[Data listing]
begin

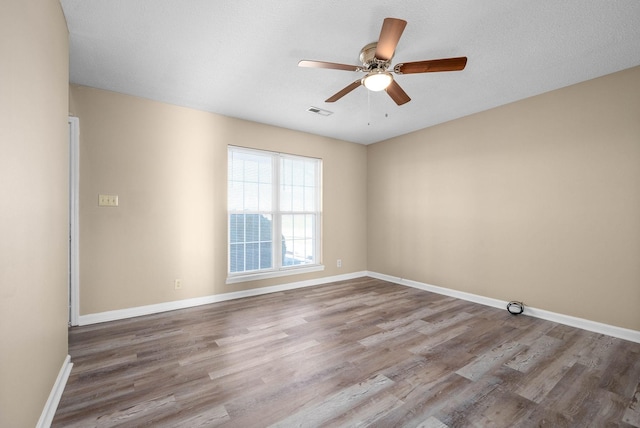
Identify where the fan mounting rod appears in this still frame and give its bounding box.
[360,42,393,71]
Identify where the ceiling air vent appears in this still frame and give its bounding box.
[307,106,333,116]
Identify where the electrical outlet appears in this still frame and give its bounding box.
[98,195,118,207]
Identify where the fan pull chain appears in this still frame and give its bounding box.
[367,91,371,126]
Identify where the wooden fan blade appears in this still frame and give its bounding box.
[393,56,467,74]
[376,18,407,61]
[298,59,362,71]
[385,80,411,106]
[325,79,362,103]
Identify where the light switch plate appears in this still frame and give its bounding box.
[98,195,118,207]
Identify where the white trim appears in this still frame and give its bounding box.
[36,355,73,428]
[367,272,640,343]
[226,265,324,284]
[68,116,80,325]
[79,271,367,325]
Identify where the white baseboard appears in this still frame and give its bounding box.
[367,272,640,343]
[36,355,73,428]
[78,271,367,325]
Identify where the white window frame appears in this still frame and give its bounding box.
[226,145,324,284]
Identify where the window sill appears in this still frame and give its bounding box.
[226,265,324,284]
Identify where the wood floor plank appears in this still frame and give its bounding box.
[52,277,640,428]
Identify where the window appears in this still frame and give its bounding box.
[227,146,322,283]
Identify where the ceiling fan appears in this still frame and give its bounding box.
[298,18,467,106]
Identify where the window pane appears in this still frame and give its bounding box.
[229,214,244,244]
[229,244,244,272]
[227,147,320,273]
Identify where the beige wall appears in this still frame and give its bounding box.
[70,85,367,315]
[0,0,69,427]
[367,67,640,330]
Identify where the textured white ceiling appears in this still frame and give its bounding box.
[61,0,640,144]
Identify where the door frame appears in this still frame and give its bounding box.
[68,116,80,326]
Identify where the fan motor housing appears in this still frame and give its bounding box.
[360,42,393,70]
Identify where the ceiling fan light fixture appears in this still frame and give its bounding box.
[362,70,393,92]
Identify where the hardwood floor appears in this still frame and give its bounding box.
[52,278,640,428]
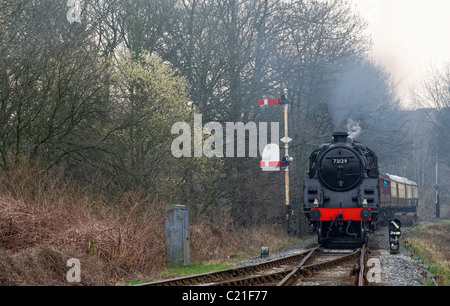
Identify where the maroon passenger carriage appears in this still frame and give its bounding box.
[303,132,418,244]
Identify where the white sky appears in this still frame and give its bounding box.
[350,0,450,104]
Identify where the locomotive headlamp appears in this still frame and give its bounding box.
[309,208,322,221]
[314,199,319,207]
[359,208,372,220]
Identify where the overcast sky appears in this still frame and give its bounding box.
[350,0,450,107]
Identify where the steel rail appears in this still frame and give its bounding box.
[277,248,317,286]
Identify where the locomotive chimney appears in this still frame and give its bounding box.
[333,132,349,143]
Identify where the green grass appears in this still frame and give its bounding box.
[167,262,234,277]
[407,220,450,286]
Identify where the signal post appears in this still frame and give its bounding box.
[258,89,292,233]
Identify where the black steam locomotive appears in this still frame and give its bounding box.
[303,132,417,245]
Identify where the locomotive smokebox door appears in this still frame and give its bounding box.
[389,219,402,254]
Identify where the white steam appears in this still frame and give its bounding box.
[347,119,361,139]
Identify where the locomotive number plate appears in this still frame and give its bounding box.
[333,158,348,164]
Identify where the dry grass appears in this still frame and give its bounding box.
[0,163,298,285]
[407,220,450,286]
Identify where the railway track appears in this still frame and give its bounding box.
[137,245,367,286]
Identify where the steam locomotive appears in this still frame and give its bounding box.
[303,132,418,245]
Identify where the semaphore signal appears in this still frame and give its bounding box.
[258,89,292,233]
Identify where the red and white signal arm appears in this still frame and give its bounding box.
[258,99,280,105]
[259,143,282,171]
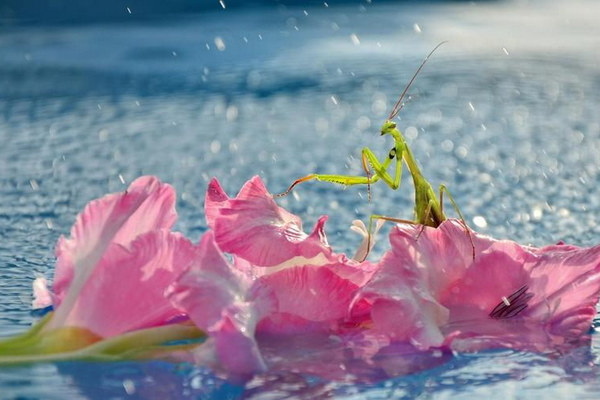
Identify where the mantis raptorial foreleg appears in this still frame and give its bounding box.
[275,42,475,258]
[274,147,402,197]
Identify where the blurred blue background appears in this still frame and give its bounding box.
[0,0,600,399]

end
begin

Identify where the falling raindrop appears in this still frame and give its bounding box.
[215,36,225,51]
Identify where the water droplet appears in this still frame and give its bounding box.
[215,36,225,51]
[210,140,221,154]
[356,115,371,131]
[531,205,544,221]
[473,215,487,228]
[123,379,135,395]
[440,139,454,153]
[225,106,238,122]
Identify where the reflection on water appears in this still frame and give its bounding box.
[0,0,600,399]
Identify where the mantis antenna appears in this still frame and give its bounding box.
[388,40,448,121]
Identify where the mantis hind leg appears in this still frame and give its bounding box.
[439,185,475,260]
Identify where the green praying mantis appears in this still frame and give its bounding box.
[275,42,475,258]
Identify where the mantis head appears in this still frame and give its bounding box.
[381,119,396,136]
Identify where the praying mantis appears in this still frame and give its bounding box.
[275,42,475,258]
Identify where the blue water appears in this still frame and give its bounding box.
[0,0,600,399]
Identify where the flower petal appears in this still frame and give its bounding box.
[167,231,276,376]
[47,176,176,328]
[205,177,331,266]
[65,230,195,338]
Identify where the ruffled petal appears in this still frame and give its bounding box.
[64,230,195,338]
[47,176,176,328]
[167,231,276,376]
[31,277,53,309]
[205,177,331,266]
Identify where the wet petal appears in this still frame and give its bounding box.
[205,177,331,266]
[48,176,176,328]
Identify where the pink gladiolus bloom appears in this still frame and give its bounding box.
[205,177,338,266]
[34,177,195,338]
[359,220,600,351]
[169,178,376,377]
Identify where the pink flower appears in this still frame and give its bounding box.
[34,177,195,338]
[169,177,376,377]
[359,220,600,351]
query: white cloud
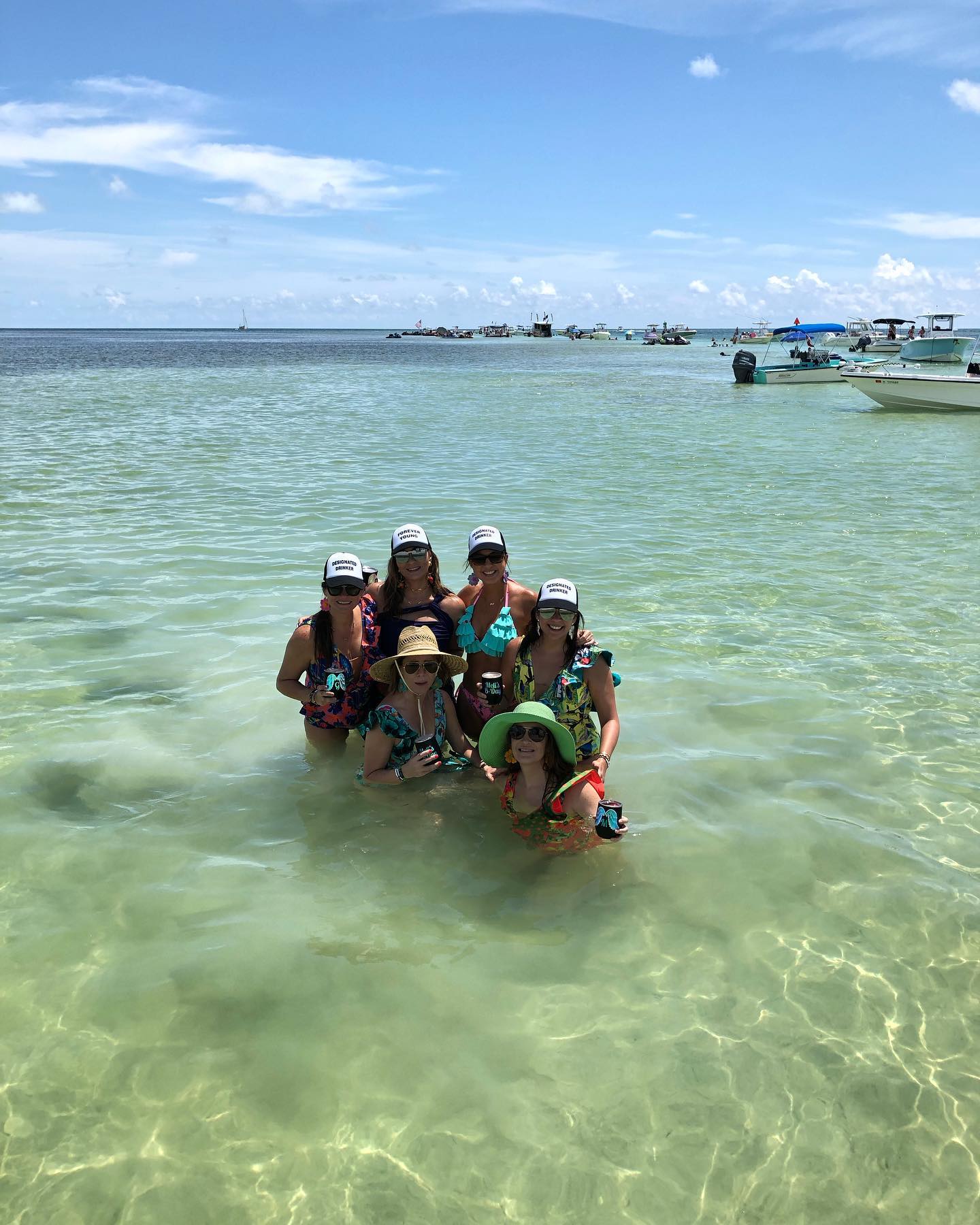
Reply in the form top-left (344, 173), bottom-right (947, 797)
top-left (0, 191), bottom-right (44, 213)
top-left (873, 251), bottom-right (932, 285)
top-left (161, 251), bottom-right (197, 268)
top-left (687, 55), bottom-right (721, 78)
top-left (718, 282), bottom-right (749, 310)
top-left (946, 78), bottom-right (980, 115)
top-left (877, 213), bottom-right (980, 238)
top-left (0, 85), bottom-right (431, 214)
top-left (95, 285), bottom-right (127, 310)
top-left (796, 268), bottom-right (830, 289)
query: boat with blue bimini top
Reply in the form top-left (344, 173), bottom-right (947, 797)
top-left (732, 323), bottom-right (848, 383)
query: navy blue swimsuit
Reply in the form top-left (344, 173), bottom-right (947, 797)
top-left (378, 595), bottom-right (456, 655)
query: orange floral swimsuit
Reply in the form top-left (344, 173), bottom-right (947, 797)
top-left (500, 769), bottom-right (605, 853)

end
begin

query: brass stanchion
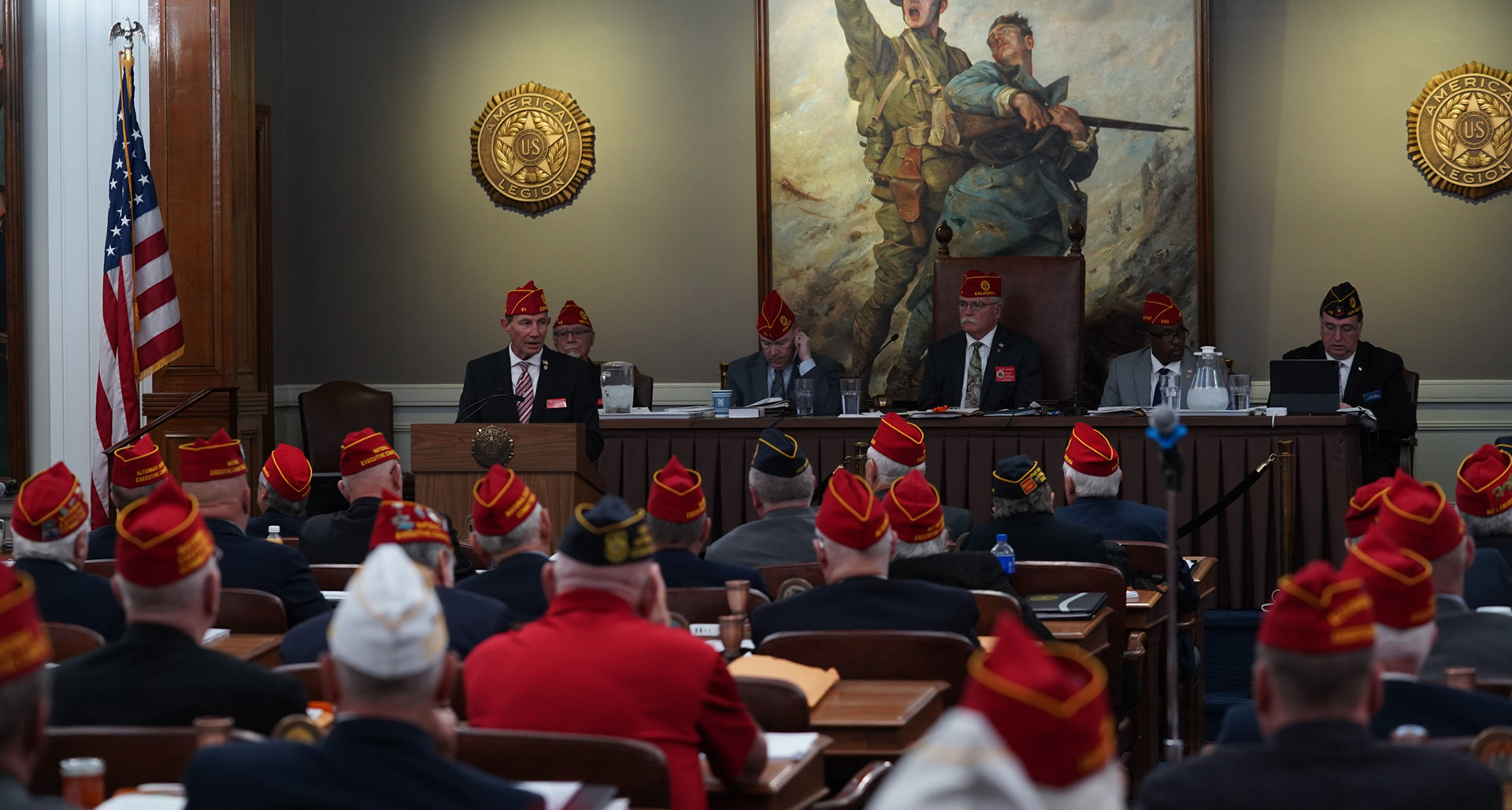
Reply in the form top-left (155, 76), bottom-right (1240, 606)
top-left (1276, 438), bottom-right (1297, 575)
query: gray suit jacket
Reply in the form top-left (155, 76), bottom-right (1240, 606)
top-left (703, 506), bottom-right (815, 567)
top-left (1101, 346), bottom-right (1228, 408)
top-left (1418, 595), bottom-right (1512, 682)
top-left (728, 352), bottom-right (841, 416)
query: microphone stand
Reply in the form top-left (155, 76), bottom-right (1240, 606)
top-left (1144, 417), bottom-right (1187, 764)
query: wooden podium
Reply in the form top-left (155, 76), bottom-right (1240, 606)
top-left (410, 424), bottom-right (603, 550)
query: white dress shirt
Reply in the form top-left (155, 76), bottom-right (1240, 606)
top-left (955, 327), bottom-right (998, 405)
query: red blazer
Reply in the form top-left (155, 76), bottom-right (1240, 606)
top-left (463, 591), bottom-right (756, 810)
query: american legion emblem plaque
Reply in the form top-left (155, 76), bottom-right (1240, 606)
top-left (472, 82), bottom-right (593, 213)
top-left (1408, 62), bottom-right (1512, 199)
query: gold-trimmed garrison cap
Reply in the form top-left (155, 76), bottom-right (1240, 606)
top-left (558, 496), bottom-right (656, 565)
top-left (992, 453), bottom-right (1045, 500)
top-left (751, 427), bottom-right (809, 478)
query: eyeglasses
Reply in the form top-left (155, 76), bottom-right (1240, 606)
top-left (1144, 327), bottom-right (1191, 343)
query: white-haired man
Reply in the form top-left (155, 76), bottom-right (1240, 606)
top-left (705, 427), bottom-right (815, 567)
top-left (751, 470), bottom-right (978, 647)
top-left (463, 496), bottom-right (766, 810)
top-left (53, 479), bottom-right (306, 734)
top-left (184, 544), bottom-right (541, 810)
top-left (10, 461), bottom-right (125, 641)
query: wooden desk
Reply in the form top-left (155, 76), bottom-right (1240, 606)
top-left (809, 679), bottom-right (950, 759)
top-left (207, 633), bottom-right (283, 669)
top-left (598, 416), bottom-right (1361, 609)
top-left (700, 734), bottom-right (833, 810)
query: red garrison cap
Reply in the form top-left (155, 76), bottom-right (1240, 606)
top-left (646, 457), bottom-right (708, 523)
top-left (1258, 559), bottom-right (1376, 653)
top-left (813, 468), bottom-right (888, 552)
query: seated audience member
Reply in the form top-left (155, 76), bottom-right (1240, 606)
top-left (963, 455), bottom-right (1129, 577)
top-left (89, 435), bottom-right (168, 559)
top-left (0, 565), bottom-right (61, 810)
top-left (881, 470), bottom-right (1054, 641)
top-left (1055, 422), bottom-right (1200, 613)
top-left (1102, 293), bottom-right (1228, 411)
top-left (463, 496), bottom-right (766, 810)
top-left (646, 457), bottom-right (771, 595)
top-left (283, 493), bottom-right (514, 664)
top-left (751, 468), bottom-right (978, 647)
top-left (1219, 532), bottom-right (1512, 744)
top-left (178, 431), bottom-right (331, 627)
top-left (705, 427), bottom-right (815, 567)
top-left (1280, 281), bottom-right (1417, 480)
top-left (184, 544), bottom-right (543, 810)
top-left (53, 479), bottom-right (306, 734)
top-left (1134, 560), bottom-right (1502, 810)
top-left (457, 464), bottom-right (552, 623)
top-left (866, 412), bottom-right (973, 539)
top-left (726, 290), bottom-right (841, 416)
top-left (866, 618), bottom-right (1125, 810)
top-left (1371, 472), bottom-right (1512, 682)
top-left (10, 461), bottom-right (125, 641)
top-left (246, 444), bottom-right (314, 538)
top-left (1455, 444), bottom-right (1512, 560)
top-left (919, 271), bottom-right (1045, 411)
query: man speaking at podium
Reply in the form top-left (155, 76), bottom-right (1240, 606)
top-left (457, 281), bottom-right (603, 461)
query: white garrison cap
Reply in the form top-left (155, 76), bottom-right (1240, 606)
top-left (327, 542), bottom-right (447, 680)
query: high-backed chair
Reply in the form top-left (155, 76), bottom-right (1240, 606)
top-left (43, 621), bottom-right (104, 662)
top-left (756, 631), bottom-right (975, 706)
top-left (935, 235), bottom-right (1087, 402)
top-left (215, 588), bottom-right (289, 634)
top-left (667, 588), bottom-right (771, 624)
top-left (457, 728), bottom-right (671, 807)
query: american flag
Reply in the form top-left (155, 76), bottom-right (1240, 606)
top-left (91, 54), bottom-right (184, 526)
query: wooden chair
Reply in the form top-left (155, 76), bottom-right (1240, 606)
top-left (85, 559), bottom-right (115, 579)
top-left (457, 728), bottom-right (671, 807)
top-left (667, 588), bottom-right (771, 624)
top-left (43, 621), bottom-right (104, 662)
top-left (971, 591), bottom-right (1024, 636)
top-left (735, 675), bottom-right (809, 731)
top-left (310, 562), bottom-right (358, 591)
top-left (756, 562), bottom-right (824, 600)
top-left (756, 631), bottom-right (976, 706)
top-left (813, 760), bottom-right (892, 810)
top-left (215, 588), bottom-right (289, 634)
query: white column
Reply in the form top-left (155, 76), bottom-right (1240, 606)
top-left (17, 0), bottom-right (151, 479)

end

Exercise task
Copy out the entries above verbatim, starting with the line containing "Identify where the window sill" and ending with the line containing "[52,277,640,428]", both included.

Correct answer
Identify where the window sill appears in this still frame and give its bounding box.
[226,265,324,284]
Identify where the wood floor plank appears in this still frame and give its bounding box.
[52,277,640,428]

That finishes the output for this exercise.